**Okuma Metni**:
⟨
30
Mayıs
2024
Perşembe
EKONOMİ

Ankaralılar krizi hissetmiyor!

Anadolu Grubu Yönetim Kurulu Başkanı Tuncay Özilhan, global ekonomik krizin Türkiye'yi etkisi altına almaya başladığını belirterek "İster teğet geçsin ister psikolojik olsun problemin varlığını kabul edelim. Birçok üretim tesisi duruyorsa, kapılarını kapatıyorsa, işçilerini izne çıkarıyorsa, birçoğu da çıkarmamaya çalışıyorsa ortada bir sebep var onu iyi analiz etmek lazım" dedi. Özilhan, kendi hissiyatına göre krizin Ankara'da hissedilmediğini de belirtirken "Siyaset, işdünyası ve bürokrasi arasında diyalog yetersiz" diye konuştu.
⟩
**Görev 1**:
Ekonomi haberine göre aşağıdaki soruları yanıtlayın.
(a) Haber hangi tarihte ve hangi günde yayımlanmıştır?
(b) Tuncay Özilhan hangi grubun Yönetim Kurulu Başkanıdır?
(c) Özilhan'ın kendi hissiyatına göre kriz hangi şehirde hissedilmemektedir?

**Verilen Kayıtlar**:
⟨
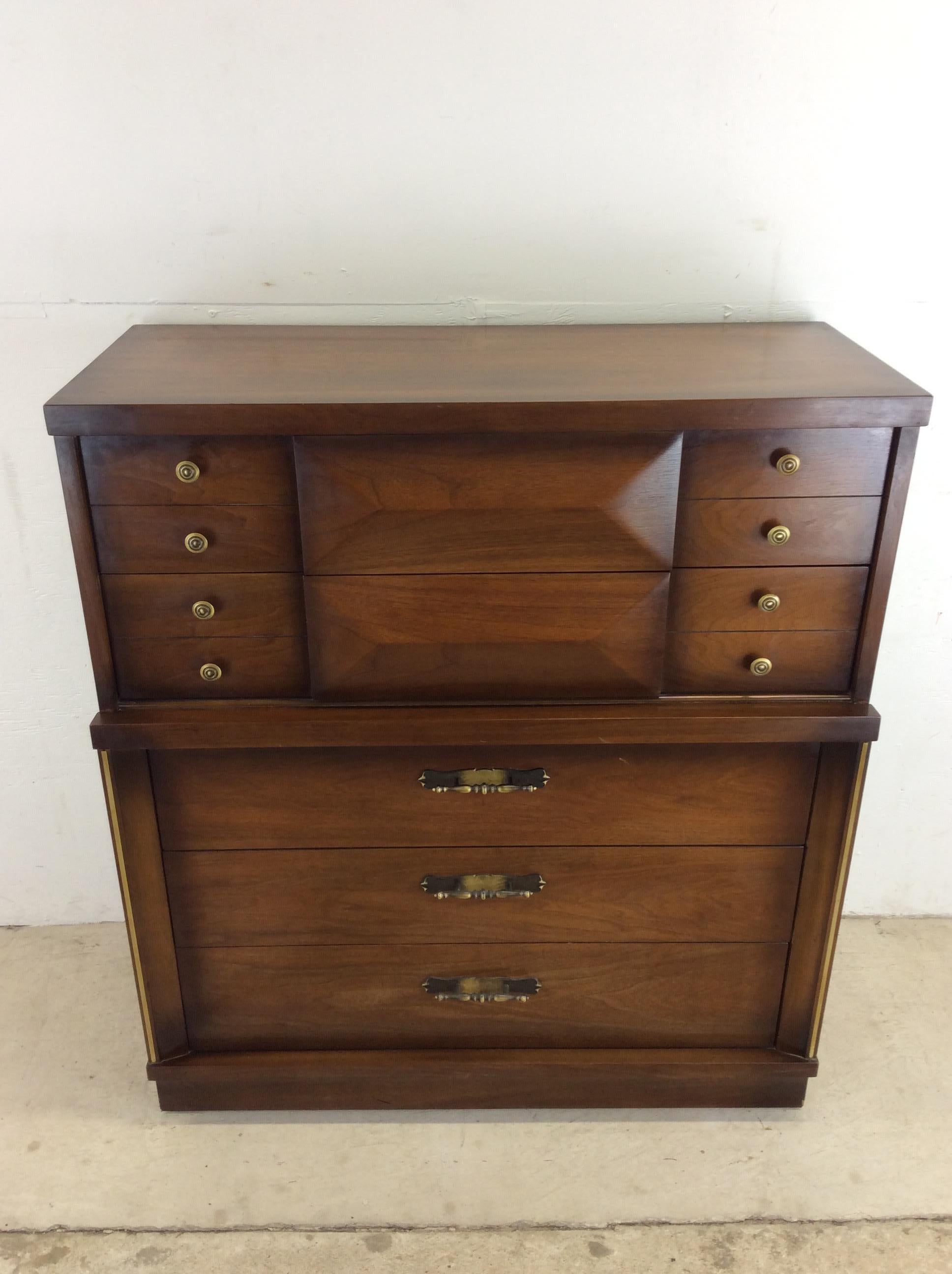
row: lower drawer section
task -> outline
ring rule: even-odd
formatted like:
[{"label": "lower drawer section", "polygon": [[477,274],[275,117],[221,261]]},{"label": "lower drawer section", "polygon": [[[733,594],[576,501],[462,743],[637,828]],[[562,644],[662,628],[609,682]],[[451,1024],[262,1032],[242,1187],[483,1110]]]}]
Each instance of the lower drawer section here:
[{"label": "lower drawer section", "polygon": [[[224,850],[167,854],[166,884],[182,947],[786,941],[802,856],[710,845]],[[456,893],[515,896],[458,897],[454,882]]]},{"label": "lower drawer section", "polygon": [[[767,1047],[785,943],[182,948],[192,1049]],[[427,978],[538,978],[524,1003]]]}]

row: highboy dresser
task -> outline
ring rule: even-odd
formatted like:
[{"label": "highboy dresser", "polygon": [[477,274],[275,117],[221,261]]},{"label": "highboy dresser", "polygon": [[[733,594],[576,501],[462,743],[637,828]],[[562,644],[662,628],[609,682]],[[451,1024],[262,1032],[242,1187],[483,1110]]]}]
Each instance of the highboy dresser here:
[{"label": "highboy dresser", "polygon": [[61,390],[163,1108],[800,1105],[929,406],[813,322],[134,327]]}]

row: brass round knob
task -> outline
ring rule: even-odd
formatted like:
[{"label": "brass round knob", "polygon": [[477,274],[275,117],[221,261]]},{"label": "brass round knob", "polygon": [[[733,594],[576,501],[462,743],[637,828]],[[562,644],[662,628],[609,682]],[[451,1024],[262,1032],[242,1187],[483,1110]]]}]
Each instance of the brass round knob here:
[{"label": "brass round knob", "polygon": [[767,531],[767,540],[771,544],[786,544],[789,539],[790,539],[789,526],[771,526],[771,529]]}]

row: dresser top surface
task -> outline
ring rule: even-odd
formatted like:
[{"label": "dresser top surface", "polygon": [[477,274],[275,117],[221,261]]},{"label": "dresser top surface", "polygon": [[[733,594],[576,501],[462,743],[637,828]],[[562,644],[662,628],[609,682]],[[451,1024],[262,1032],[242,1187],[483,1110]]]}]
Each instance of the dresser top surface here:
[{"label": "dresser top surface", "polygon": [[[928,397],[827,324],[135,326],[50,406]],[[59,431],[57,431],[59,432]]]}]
⟩
⟨
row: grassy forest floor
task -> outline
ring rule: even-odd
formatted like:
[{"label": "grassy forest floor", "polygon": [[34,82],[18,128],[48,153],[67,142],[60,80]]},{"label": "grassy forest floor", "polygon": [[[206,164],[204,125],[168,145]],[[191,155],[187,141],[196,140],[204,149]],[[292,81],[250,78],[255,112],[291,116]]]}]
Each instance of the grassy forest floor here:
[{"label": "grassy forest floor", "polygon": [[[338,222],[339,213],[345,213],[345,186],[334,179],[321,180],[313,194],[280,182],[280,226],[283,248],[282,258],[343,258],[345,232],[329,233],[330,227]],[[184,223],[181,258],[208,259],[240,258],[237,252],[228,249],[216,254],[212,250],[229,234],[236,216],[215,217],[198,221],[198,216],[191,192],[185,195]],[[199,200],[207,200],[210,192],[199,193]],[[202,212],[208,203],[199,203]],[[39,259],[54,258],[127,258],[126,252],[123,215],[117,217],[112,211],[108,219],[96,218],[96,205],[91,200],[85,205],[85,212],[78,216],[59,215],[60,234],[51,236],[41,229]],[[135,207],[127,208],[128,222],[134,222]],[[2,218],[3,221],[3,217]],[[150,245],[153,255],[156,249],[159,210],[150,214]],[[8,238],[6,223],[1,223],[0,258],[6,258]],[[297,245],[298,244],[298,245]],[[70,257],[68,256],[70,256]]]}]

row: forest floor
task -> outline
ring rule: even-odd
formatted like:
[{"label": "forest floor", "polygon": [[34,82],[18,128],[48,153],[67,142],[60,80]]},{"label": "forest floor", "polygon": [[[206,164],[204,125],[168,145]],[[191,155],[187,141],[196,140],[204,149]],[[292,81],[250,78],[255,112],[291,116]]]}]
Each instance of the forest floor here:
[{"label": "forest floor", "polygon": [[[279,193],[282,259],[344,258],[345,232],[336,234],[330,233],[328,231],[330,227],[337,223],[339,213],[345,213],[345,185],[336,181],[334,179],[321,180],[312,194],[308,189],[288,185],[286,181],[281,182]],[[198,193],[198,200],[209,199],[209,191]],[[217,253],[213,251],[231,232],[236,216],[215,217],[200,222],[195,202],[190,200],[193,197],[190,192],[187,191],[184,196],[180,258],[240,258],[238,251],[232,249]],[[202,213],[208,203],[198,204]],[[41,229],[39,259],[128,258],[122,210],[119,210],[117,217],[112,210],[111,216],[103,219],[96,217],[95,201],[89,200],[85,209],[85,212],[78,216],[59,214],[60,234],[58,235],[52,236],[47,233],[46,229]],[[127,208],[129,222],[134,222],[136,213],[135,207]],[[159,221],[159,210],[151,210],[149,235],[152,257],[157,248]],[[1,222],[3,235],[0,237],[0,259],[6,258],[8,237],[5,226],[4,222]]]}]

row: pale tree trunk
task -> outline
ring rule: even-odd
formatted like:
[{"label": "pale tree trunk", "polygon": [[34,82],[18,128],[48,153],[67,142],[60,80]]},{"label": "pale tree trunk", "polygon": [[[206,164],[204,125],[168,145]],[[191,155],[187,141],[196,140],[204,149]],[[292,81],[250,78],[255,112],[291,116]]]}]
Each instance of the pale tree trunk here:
⟩
**Görev 2**:
Kayıtlarda "brass" dizesini içeren satırların hepsini seçip olduğu gibi kopyalayın.

**Örnek Çözüm 1**:
(a) 30 Mayıs 2024, Perşembe.
(b) Anadolu Grubu.
(c) Ankara.

**Örnek Çözüm 2**:
row: brass round knob
[{"label": "brass round knob", "polygon": [[477,274],[275,117],[221,261]]},{"label": "brass round knob", "polygon": [[[733,594],[576,501],[462,743],[637,828]],[[562,644],[662,628],[609,682]],[[451,1024],[262,1032],[242,1187],[483,1110]]]}]
Each instance of the brass round knob here:
[{"label": "brass round knob", "polygon": [[767,531],[767,540],[771,544],[786,544],[789,539],[790,539],[789,526],[771,526],[771,529]]}]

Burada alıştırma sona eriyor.